** Goal 1 **
Revise the text on the legendary early Chola kings, starting at "The Cholas were" and ending at "of Chola kings.", and swap "dove" for "pigeon".
** Goal 2 **
Carry on the text about the legendary early Chola kings from its last sentence.

##### Quoted passage #####

The legendary early Chola kings are recorded history of early Chola rulers of Sangam period in Tamil literature and Sangam literature. The other source of early Chola history is found in the inscriptions left by later Chola kings.

Sources of early Chola history 

The genealogy of the Chola kings as found in Tamil literature and in the many inscriptions left by the later Chola kings. It contain records of kings for whom no verifiable historic evidence survives. Many versions of this lineage exist. The main source is the Sangam literature – particularly, religious literature such as Periyapuranam, semi-biographical poems of the later Chola period such as the temple and cave inscriptions and left by medieval Cholas.

Irrespective of the source, no list of the kings has a strong evidentiary basis and, while they generally are similar to each other, no two lists are identical. Some historians consider these lists as comprehensive conglomerations of various Hindu deities and Puranic characters attributed to local chieftains and invented ancestry of dynasty attempting to re-establish their legitimacy and supremacy in a land they were trying to conquer.

Origin of Cholas and Literary sources 

Typical hero and demi-gods found their place in the ancestry claimed by the later Cholas in the genealogies incorporated into the copper-plate charters and stone inscription of the tenth and eleventh centuries. The earliest version of this is found in the Kilbil Plates which give fifteen names before Chola including the genuinely historical ones of Karikala, Perunarkilli and Kocengannan. The Thiruvalangadu Plates swells this list to forty-four, and the Kanya Plates lists fifty-two.

The Cholas were looked upon as descended from the Solar dynasty. The Puranas speak of a Chola king, a supposed contemporary of the sage Agastya, whose devotion brought the river Kavery into existence.

The story of king Manu Needhi Cholan tells of how he sentenced his son to death for having accidentally killed a calf. He was called thus because he followed the rules of Manu; his real name is not mentioned and is thought to be "Ellalan" according to Maha vamsam who was attributed with a similar story. King Shibi rescued a dove from a hunter by giving his own flesh to the hungry and poor hunter and was also part of the legends. King Shivi was also called Sembiyan, a popular title assumed by a number of Chola kings.

##### Supplied entries #####

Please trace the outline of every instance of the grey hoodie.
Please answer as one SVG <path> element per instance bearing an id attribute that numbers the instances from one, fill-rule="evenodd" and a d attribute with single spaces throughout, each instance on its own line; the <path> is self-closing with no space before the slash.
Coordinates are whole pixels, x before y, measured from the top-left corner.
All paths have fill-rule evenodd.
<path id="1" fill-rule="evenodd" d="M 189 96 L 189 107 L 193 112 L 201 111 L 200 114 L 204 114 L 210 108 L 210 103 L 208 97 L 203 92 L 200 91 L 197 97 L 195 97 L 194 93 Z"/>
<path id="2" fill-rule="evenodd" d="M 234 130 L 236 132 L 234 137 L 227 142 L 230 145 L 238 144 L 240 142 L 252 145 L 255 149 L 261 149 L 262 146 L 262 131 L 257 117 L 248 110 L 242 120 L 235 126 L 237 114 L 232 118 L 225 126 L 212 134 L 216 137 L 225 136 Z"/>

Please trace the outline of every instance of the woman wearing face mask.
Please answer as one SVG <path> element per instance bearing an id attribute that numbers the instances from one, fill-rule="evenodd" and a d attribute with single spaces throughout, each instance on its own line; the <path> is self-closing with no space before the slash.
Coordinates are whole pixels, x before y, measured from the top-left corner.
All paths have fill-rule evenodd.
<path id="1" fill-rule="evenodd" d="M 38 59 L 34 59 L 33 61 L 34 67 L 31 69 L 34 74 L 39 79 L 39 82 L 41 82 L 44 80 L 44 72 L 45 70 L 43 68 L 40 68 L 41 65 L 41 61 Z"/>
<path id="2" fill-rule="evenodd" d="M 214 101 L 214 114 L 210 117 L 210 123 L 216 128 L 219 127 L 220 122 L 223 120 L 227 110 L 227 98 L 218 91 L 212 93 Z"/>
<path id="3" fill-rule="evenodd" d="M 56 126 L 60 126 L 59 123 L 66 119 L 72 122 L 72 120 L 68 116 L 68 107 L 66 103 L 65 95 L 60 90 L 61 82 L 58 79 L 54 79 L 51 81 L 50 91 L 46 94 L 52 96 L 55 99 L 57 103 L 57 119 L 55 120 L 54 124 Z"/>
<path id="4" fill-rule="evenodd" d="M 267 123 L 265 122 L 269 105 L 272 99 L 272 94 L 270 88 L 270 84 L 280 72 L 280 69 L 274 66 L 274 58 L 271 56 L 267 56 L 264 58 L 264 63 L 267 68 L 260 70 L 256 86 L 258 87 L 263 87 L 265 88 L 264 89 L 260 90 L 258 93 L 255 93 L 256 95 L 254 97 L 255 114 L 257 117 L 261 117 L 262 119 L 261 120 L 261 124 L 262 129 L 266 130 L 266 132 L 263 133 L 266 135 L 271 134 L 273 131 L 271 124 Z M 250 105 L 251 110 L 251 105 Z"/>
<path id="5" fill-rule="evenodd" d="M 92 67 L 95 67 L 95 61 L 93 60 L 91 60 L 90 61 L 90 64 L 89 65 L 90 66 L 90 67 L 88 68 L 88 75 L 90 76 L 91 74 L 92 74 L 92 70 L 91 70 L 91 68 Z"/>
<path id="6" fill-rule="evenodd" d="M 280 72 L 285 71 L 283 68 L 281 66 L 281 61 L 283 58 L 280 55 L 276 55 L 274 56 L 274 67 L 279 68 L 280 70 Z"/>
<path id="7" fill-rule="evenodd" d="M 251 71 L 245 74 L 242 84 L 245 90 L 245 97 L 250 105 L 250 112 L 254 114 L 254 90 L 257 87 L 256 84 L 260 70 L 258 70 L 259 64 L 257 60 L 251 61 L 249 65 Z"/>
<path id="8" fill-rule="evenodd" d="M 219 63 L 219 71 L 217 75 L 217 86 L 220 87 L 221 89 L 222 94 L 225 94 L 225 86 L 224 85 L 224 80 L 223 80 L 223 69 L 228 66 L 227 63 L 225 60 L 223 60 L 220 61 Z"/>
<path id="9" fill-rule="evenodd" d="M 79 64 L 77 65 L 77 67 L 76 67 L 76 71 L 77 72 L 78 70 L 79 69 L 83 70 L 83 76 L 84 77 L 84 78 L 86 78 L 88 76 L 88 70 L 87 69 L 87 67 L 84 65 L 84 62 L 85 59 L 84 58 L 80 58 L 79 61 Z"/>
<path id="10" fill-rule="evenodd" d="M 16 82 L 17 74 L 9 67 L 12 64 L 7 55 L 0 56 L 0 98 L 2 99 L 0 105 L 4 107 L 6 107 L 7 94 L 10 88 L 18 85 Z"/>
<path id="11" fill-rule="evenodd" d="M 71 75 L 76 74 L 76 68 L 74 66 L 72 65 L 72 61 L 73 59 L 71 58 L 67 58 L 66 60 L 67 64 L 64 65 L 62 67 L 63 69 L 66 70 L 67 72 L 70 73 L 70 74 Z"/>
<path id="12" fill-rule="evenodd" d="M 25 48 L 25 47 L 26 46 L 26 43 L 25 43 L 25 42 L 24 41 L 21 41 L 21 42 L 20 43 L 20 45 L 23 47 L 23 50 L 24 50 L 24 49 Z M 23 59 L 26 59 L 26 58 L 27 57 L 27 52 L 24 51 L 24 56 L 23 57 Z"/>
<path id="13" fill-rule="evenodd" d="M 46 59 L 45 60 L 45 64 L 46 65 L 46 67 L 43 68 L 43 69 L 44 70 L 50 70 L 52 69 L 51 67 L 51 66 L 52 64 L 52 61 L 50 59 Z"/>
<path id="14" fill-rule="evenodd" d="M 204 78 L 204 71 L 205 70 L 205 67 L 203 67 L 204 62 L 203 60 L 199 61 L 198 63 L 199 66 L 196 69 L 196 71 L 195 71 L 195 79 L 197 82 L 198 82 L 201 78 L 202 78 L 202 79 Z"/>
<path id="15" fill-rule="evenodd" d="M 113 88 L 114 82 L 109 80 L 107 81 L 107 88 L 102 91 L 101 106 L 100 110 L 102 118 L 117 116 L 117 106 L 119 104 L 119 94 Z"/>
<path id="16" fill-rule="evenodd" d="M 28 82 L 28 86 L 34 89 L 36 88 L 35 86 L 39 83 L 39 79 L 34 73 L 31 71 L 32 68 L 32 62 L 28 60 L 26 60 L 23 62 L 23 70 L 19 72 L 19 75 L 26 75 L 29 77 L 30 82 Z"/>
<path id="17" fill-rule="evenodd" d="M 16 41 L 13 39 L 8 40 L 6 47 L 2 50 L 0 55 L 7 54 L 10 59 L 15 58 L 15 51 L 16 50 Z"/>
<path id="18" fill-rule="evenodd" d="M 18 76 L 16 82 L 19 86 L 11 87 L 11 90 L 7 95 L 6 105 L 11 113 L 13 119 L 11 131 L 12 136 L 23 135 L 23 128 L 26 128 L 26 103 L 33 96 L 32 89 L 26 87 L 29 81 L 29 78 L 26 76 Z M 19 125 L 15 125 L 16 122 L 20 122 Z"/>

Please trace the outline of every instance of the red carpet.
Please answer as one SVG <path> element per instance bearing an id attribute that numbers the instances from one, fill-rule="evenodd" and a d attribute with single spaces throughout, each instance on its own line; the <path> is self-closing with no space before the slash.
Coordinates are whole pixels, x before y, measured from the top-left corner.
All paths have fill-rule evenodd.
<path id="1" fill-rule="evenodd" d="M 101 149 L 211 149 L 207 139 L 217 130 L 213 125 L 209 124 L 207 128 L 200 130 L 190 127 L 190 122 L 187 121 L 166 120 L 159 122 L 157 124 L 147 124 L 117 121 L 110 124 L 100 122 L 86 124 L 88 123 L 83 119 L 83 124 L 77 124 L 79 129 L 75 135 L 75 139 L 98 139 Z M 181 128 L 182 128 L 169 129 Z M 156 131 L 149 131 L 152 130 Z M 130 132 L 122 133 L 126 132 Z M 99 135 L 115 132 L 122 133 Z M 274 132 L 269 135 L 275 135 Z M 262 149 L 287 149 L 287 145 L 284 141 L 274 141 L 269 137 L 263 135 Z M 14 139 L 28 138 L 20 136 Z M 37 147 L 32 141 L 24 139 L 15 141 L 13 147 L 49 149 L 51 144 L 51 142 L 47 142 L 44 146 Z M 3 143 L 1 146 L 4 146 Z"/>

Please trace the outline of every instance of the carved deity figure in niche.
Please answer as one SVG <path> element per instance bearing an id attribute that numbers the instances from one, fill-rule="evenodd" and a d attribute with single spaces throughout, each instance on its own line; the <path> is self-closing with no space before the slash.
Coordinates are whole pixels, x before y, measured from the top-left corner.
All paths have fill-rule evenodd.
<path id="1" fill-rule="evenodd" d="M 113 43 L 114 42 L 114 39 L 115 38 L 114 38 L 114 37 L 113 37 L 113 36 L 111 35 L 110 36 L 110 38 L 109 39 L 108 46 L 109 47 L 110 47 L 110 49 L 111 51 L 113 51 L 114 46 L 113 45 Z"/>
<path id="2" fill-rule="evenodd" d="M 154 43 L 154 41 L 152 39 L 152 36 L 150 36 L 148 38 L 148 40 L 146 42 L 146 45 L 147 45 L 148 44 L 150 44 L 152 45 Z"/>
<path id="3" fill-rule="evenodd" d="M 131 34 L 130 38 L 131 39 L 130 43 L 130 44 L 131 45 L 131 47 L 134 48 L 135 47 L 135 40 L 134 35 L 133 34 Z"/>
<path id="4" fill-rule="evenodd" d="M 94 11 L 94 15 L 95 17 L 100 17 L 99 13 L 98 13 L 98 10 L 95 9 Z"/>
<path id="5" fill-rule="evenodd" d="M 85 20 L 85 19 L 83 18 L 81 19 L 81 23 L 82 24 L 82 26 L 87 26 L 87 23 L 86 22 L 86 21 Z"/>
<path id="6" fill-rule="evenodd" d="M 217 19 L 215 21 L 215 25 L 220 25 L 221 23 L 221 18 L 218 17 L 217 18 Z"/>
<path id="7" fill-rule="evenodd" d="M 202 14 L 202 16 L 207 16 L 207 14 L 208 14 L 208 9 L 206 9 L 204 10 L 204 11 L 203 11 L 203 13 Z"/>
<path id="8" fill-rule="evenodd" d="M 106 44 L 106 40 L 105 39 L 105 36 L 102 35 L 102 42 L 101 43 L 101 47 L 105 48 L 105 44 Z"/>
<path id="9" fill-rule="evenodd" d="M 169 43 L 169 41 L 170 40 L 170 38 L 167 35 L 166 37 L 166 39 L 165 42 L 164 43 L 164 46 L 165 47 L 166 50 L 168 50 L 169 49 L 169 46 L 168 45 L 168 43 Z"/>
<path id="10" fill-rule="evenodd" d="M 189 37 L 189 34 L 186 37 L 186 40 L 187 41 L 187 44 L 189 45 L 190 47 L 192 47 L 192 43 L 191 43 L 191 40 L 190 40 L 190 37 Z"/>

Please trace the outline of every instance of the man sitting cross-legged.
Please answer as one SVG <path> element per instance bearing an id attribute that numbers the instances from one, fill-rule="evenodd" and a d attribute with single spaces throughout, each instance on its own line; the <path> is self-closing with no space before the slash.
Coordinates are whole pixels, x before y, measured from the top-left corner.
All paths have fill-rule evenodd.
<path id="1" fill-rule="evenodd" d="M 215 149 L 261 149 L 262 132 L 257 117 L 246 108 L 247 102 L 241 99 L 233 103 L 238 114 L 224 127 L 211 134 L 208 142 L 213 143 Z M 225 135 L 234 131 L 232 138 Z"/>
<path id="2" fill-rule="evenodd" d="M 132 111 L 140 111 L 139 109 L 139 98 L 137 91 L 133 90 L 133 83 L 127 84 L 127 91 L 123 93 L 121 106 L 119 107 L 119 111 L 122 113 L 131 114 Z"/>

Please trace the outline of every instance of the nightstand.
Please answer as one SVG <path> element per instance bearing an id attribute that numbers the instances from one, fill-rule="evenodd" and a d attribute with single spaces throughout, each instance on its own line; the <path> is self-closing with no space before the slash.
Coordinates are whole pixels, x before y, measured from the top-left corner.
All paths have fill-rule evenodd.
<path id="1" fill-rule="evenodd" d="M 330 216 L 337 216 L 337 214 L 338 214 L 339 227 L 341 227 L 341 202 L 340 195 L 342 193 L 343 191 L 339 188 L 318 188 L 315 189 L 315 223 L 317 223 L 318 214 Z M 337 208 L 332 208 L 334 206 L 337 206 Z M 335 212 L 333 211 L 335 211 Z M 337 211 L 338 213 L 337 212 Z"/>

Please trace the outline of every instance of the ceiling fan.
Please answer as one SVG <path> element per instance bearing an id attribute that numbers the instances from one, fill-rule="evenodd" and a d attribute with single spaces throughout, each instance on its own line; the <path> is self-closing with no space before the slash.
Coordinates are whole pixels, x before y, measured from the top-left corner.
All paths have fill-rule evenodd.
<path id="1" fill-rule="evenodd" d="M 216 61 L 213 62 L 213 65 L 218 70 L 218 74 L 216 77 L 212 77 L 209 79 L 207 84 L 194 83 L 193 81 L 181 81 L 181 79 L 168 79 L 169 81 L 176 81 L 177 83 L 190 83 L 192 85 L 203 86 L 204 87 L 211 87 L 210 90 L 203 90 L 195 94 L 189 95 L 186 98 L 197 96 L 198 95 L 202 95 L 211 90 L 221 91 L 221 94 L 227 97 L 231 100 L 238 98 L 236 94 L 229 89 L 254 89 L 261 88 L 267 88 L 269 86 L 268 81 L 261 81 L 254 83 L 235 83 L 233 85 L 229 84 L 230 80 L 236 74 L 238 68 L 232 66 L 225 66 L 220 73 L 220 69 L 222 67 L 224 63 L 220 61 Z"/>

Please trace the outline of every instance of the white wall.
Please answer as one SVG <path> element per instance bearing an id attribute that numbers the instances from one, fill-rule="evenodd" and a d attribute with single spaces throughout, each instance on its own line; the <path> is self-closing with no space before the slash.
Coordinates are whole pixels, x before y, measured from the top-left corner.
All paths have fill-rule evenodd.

#####

** Task response 1 **
The Cholas were looked upon as descended from the Solar dynasty. The Puranas speak of a Chola king, a supposed contemporary of the sage Agastya, whose devotion brought the river Kavery into existence.

The story of king Manu Needhi Cholan tells of how he sentenced his son to death for having accidentally killed a calf. He was called thus because he followed the rules of Manu; his real name is not mentioned and is thought to be "Ellalan" according to Maha vamsam who was attributed with a similar story. King Shibi rescued a pigeon from a hunter by giving his own flesh to the hungry and poor hunter and was also part of the legends. King Shivi was also called Sembiyan, a popular title assumed by a number of Chola kings.

** Task response 2 **
Sangam period Chola rulers 

The Chola kings of the Sangam period and the life of people contributed much to Tamil cultural wealth. The Sangam literature is full of legends about Chola kings. However, no evidentiary basis supports this list of Kings either by way of inscriptions or by way of literary evidence (even in Sangam literature). The dates of accession are approximate interpolation of the Chronological standpoints in Tamil history.

List of Sangam Chola rulers till 250s CE–

Genealogy from Chola inscriptions 

The genealogy of the Chola family conveyed by the Thiruvalangadu copperplate grant consists of names that corroborate the historic authenticity of legends.

 Manu
 Ikshvaku
 Vikukshi
 Puranjaya
 Kakutstha
 Kakshivat
 Aryaman
 Analapratapa
 Vena
 Prithu
 Dhundhumara
 Yuvanasva
 Mandhata
 Muchukunda
 Valabha
 Prithulaksha
 Parthivachudamani
 Dirghabahu
 Chandrajit
 Sankriti
 Panchapa
 Satyavrata
 Rudrajit
 Sibi
 Marutta
 Dushyanta
 Bharata
 Cholavarman
 Rajakesarivarman
 Parakesarin
 Chitraratha
 Chitrasva
 Chitradhanvan
 Suraguru (Mrityujit)
 Chitraratha
 Vyaghraketu
 Narendrapati
 Vasu (Uparichara)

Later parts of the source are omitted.